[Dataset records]
▽

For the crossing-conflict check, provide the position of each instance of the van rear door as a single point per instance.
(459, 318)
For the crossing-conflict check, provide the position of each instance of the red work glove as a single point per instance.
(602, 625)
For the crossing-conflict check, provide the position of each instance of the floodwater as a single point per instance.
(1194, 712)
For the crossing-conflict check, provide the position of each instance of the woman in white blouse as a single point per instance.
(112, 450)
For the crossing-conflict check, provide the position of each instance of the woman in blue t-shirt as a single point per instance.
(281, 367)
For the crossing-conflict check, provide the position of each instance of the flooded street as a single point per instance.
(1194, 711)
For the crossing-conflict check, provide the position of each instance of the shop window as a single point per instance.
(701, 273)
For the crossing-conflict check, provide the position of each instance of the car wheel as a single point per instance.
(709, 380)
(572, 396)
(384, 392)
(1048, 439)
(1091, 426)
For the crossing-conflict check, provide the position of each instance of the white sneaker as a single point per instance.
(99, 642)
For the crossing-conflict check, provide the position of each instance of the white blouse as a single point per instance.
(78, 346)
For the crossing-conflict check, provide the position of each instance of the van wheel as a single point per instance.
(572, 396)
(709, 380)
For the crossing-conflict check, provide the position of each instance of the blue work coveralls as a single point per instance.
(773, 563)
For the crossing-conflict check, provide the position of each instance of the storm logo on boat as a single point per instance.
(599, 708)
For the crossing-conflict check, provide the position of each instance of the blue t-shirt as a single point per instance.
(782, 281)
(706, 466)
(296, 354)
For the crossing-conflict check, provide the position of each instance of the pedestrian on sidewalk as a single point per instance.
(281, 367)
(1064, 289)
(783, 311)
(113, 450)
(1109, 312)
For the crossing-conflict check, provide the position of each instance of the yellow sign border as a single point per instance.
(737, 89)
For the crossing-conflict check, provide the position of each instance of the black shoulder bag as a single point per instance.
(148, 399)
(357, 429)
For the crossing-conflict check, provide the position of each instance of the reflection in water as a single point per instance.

△

● WHAT YOU HAVE TO DO
Put the lines into a numbered list, starting at the line that contains "glove as a single point per instance." and ending at the line that contains "(1194, 712)", with both of those lines included and blank lines left out.

● EXERCISE OUTPUT
1. For the crossing-conflict check, provide the position of each instance of the red work glove as a single point per instance.
2. (602, 625)
3. For the crossing-conflict check, provide the position of each instance of the floodwater as a single point per instance.
4. (1194, 712)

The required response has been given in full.